→ **摘录文本**:
普通hash的方式获取upstream server到此。

以下是一致性hash(consistency hash)负载均衡的处理
1.初始化一致性hash upstream server的配置初始化

static ngx_int_t
ngx_http_upstream_init_chash(ngx_conf_t *cf, ngx_http_upstream_srv_conf_t *us)
{
    ...
    union {
        uint32_t                        value;
        u_char                          byte[4];
    } prev_hash;

    if (ngx_http_upstream_init_round_robin(cf, us) != NGX_OK) {
        //与普通hash方式一样 设置round-robin配置 这里是一些nginx配置文件中设置的配置
        return NGX_ERROR;
    }
    //upstream server连接动作发生前的一致性hash的upstream server的初始化
    us->peer.init = ngx_http_upstream_init_chash_peer;

    peers = us->peer.data;
    //设置虚拟节点的数量，这里用的值是upstream server总权重的160倍
    npoints = peers->total_weight * 160;

    //计算所需分配空间的大小
    size = sizeof(ngx_http_upstream_chash_points_t)
           + sizeof(ngx_http_upstream_chash_point_t) * (npoints - 1);

    points = ngx_palloc(cf->pool, size); //这里为虚拟节点分配内存
    if (points == NULL) {
        return NGX_ERROR;
    }

    points->number = 0; //虚拟节点的数量初始化为0

    for (peer = peers->peer; peer; peer = peer->next) {
        server = &peer->server;

        /*
         * Hash expression is compatible with Cache::Memcached::Fast:
         * crc32(HOST \0 PORT PREV_HASH).
         */
        //这里配置的server scheme是unix
        if (server->len >= 5
            && ngx_strncasecmp(server->data, (u_char *) "unix:", 5) == 0) 
        {
            host = server->data + 5;
            host_len = server->len - 5;
            port = NULL;
            port_len = 0;
            goto done;
        }
        //这里的server配置的是IP
        for (j = 0; j < server->len; j++) {
            c = server->data[server->len - j - 1];

            if (c == ':') {
                host = server->data;
                host_len = server->len - j - 1;
                port = server->data + server->len - j;
                port_len = j;
                goto done;
            }

            if (c < '0' || c > '9') {
                break;
            }
        }
//普通的域名server
        host = server->data;
        host_len = server->len;
        port = NULL;
        port_len = 0;

    done:

        ngx_crc32_init(base_hash);
        ngx_crc32_update(&base_hash, host, host_len);
        ngx_crc32_update(&base_hash, (u_char *) "", 1);
        ngx_crc32_update(&base_hash, port, port_len);

        prev_hash.value = 0;
        npoints = peer->weight * 160; //这里为单个upstream server设置虚拟节点的数量

        for (j = 0; j < npoints; j++) {  
           //通过prev_hash的处理 使得计算出的每个虚拟节点的hash值都会不同
            hash = base_hash;

            ngx_crc32_update(&hash, prev_hash.byte, 4);
            ngx_crc32_final(hash);

            points->point[points->number].hash = hash;
            points->point[points->number].server = server;
            points->number++;

#if (NGX_HAVE_LITTLE_ENDIAN)

→ **数据集内容**:

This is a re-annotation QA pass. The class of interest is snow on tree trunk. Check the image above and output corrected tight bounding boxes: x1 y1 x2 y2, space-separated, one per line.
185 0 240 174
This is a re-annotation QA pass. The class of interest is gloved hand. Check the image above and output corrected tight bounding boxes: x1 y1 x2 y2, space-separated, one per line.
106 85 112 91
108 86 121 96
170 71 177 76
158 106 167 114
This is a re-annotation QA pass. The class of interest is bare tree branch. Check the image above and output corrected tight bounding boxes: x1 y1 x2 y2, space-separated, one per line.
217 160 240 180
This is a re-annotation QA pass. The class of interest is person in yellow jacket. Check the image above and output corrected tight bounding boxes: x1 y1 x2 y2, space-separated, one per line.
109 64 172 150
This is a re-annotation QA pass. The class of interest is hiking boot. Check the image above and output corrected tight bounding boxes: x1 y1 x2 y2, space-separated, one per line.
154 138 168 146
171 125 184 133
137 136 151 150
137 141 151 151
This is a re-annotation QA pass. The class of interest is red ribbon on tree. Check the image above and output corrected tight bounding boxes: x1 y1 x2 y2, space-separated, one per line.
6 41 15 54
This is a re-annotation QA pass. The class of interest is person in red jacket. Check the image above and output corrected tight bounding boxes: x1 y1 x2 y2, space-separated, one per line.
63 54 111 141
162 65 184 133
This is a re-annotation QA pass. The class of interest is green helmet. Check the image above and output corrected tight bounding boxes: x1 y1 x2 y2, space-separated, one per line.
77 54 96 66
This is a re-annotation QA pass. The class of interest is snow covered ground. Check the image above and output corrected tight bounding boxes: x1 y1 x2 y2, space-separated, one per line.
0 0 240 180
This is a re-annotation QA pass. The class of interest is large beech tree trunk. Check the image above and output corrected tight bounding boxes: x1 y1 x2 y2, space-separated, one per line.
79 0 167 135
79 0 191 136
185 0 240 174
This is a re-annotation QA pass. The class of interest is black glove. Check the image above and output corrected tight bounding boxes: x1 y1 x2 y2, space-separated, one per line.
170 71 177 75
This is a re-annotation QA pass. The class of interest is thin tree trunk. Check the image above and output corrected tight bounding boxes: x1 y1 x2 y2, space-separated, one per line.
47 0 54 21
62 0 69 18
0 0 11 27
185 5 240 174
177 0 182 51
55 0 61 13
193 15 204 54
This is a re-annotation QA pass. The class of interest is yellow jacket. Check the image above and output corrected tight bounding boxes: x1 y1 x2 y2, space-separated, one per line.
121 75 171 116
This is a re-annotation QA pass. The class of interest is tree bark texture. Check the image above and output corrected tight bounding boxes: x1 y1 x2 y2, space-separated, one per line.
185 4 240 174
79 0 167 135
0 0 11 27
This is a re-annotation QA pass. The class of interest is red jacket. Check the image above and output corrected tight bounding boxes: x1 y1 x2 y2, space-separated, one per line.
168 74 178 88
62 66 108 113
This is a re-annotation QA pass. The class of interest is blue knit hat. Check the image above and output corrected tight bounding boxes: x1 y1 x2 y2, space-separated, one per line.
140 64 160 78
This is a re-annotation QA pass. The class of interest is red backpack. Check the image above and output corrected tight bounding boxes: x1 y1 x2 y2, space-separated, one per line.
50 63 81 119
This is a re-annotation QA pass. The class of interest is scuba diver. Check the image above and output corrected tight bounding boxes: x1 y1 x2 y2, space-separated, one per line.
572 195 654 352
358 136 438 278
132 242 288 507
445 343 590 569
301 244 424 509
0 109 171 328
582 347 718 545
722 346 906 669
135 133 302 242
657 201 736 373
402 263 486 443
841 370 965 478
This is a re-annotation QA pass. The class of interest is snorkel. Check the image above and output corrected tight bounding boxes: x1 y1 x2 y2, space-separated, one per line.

→ **你的任务**: 请把摘录文本中的这句话译成英文：“设置虚拟节点的数量，这里用的值是upstream server总权重的160倍”。

→ **结果如下**: Set the number of virtual nodes; the value used here is 160 times the total weight of the upstream servers.